- **Written exercise 1**: In the entries, rewrite the lines between the one holding "target: ridged ramekin side" and the one holding "task: trace the outline of every instance of the ridged", inclusive, with "ridged" changed to "fluted" and nothing else altered. Return only those lines.

## BEGIN Quoted text

Solar ACs use solar panels, batteries, solar thermal energy, or a combination.
A solar power unit generates up to 90% of your system’s energy.
Switching to a solar air conditioner could save you 40% on energy bills.
There are three types of solar-powered air conditioners to choose from.
Solar-powered air conditioners cost around $3,400 on average.
When summer is at its peak and the heat is scorching, the last thing that comes to mind when you think of cooling your home is the sun. But as solar energy breaks installation records with each passing year, the sun becomes a more integral part of home cooling. Whether you’re hoping for the RV trip of a lifetime or want to leverage your existing solar panels for even more good, here’s what you need to know about solar-powered air conditioners.
What Is a Solar-Powered Air Conditioner?
A solar-powered air conditioner—also called a solar air conditioner or solar AC for short—uses solar energy to power your air conditioner. They run just like your typical split AC unit, but instead of sourcing energy from the electrical grid, solar air conditioners use solar panels or solar water heaters to capture the sun’s heat and create energy.
You can purchase independent units for smaller spaces like your RV or large solar-ready systems for your whole house.
How Does a Solar-Powered Air Conditioner Work?
There are two different ways that solar units collect energy: through solar photovoltaic (PV) systems and solar thermal systems. Here’s how each one works to provide your home with cool air.
Solar PV Air Conditioners
Solar PV air conditioners use one to three solar panels to generate electricity. A ductless mini-split system with an outdoor compressor and indoor unit affixes to the wall of your choice, making this option best for smaller, one-level residences and offices.
During the day, solar power provides 90% of the system’s electricity. At night, hybrid systems switch over to regular grid power, while off-grid units use a battery to store energy created during the day.
Solar Thermal Air Conditioners
Thermal air conditioners are a type of solar water heater. This type of air conditioner uses the sun’s energy to heat water, which in turn converts a refrigerant into a heat-absorbing gas that both cools the air and provides hot water for your home. Since water requires less energy to heat than solar panels, this system doesn’t need as many panels as a solar PV air conditioner.
The only downside to thermal air conditioners is that thermal energy can’t use batteries and the electrical grid at night.
Benefits of Solar-Powered Air Conditioners
Solar-powered air conditioners come with many benefits that make them worth your while. Their only main downside is the upfront cost, but even then, you’ll save more money in the long run by switching to solar energy (more on this below).
With that said, here are the benefits of solar air conditioners:
They’re better for the environment. The U.S. Department of Energy states that 117 million metric tons of CO2 enter our air per year from traditional air conditioners.
They save on energy bills. You could save 40% or more on your energy bills, depending on whether you need to use the grid at night.
They help conserve energy. From a snowpocalypse to other power outages, solar energy helps take the load off the grid, preventing blackouts and needless energy consumption.
They’re easy to maintain. Once installed, you don’t have to do much to maintain your solar panels. Even in the snow, solar panels are designed to let snow slide off within a day or two.

## END Quoted text
## BEGIN Source records

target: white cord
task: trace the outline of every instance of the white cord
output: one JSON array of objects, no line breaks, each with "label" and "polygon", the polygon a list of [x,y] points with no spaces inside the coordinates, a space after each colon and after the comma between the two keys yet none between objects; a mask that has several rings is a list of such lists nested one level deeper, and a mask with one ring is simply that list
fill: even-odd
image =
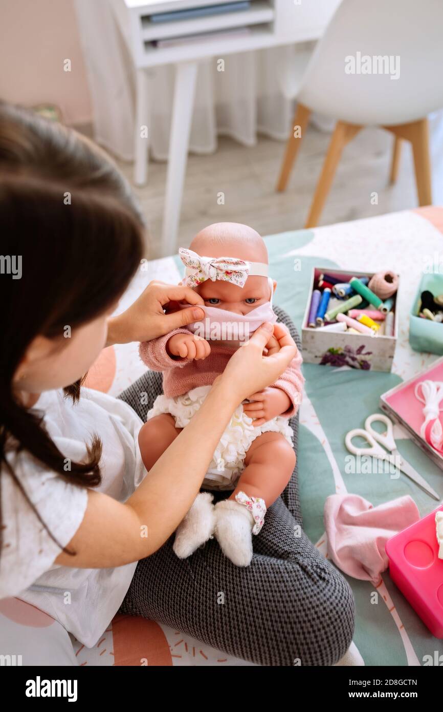
[{"label": "white cord", "polygon": [[[422,388],[422,396],[420,397],[420,388]],[[443,429],[439,419],[440,411],[440,402],[443,400],[443,382],[442,381],[420,381],[415,386],[414,391],[415,397],[421,403],[425,404],[423,408],[423,415],[425,420],[420,429],[420,435],[425,438],[425,431],[427,424],[434,420],[434,423],[431,429],[430,438],[431,444],[434,448],[441,449],[443,445]]]}]

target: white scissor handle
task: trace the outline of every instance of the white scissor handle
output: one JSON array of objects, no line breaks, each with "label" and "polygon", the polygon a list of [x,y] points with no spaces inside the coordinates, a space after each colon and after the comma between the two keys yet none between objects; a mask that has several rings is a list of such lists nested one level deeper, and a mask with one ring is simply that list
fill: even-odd
[{"label": "white scissor handle", "polygon": [[[365,440],[369,447],[357,447],[356,445],[353,445],[352,439],[357,436]],[[372,457],[380,457],[386,454],[385,451],[378,446],[370,433],[368,430],[363,430],[363,428],[354,428],[353,430],[350,430],[345,437],[345,444],[353,455],[369,455]]]},{"label": "white scissor handle", "polygon": [[[374,430],[371,427],[372,424],[377,422],[384,423],[386,426],[385,432],[378,433],[376,430]],[[380,445],[385,447],[387,450],[392,452],[393,450],[397,449],[397,445],[394,440],[393,422],[387,415],[384,415],[383,413],[373,413],[372,415],[368,415],[365,421],[365,427],[368,432],[372,435],[374,440],[376,440]]]}]

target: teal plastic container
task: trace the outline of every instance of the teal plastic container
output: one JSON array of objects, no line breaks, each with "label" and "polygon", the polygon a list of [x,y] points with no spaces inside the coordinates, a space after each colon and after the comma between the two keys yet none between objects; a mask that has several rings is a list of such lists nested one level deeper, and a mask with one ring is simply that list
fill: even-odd
[{"label": "teal plastic container", "polygon": [[[443,274],[424,274],[409,318],[409,342],[414,351],[443,355],[443,323],[418,316],[422,292],[443,294]],[[443,309],[443,308],[442,308]]]}]

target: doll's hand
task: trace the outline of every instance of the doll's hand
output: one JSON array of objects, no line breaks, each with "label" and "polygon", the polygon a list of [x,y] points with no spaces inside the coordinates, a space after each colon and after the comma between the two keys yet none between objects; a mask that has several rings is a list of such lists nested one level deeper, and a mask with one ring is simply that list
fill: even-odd
[{"label": "doll's hand", "polygon": [[197,334],[174,334],[166,343],[166,351],[170,356],[198,361],[209,356],[210,346]]},{"label": "doll's hand", "polygon": [[249,399],[255,401],[254,403],[245,403],[243,412],[250,418],[252,418],[252,424],[255,427],[263,425],[268,420],[272,420],[291,407],[291,400],[281,388],[273,388],[270,386],[258,393],[253,393]]}]

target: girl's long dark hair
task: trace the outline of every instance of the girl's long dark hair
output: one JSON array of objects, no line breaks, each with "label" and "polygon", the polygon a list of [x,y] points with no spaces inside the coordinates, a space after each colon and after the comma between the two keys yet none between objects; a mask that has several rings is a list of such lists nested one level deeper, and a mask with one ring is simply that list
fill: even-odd
[{"label": "girl's long dark hair", "polygon": [[[14,375],[35,337],[59,338],[63,348],[66,326],[73,334],[109,308],[142,254],[143,219],[105,154],[73,131],[0,103],[0,476],[9,472],[39,519],[14,472],[14,451],[91,487],[100,482],[101,443],[91,434],[87,459],[66,472],[42,418],[14,394]],[[8,273],[14,259],[20,278]],[[79,384],[65,392],[75,399]]]}]

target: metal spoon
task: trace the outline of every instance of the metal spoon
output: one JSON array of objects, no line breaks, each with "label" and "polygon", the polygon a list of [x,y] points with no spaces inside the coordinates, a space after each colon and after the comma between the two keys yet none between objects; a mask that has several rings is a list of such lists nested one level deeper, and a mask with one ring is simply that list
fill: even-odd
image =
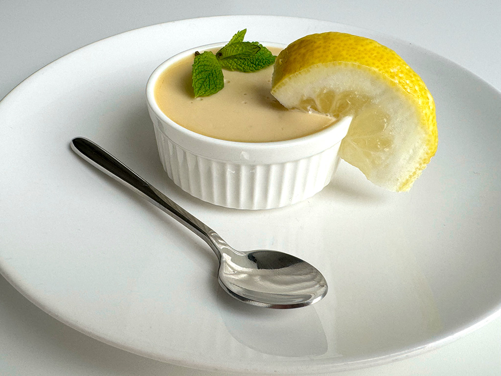
[{"label": "metal spoon", "polygon": [[313,304],[327,293],[325,278],[306,261],[277,251],[236,251],[214,230],[92,141],[77,137],[71,144],[77,154],[91,164],[203,239],[219,261],[219,284],[234,298],[262,307],[293,308]]}]

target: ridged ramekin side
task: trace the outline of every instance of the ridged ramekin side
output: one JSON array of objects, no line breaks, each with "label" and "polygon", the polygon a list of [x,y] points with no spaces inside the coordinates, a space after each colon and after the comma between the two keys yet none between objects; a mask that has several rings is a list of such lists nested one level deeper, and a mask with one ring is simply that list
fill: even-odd
[{"label": "ridged ramekin side", "polygon": [[339,143],[311,156],[273,164],[209,159],[173,142],[154,124],[158,150],[169,177],[195,197],[240,209],[268,209],[313,196],[330,181]]}]

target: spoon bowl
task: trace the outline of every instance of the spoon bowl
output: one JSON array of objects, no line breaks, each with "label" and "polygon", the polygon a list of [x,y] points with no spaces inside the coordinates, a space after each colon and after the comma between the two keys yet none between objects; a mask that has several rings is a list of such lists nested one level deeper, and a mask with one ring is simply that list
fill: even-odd
[{"label": "spoon bowl", "polygon": [[277,251],[240,251],[230,247],[214,230],[146,181],[122,162],[83,137],[71,143],[79,155],[138,193],[201,238],[219,261],[219,284],[234,298],[272,308],[310,305],[327,293],[322,274],[308,263]]}]

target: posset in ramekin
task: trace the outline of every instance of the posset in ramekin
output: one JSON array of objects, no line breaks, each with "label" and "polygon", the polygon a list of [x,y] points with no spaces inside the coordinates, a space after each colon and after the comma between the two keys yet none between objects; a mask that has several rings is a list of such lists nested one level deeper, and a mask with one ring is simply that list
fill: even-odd
[{"label": "posset in ramekin", "polygon": [[[338,151],[351,117],[292,139],[241,142],[190,130],[160,109],[155,88],[162,72],[187,57],[194,56],[196,51],[214,50],[225,44],[208,45],[178,54],[159,66],[148,81],[148,111],[160,158],[169,177],[192,196],[227,208],[269,209],[311,197],[329,183],[337,167]],[[263,44],[270,49],[286,47]],[[221,116],[223,121],[224,117]]]}]

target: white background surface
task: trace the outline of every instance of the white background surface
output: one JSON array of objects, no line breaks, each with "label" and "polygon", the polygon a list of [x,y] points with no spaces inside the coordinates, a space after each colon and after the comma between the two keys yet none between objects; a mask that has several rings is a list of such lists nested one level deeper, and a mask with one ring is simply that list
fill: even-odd
[{"label": "white background surface", "polygon": [[[304,17],[377,30],[450,59],[499,90],[500,8],[498,0],[436,4],[428,0],[342,4],[0,0],[0,98],[55,59],[104,38],[170,21],[235,14]],[[419,356],[338,374],[498,375],[500,330],[498,318],[463,338]],[[0,374],[217,373],[161,363],[101,343],[42,312],[0,277]]]}]

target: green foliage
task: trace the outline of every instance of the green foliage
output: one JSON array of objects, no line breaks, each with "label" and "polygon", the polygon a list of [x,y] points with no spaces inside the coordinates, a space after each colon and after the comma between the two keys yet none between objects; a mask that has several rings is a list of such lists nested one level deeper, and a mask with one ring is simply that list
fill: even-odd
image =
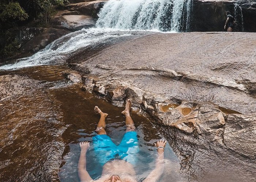
[{"label": "green foliage", "polygon": [[56,8],[67,0],[0,0],[0,60],[15,55],[20,45],[11,29],[32,21],[48,27]]},{"label": "green foliage", "polygon": [[38,15],[39,24],[45,25],[49,24],[50,20],[56,13],[56,6],[64,6],[69,3],[67,0],[36,0],[35,2],[41,10]]},{"label": "green foliage", "polygon": [[3,22],[17,20],[23,21],[28,17],[27,14],[20,7],[18,3],[11,2],[4,5],[2,10],[3,11],[0,13],[0,19]]},{"label": "green foliage", "polygon": [[7,31],[3,35],[4,44],[0,49],[0,55],[1,58],[13,56],[19,48],[19,44],[15,39],[15,35],[11,31]]}]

## END Source records

- **Written exercise 2**: List every benefit of solar air conditioners that the article on solar-powered air conditioners names in its list of benefits.

- **Task result 1**:
target: fluted ramekin side
task: trace the outline of every instance of the fluted ramekin side

- **Task result 2**:
- They're better for the environment.
- They save on energy bills.
- They help conserve energy.
- They're easy to maintain.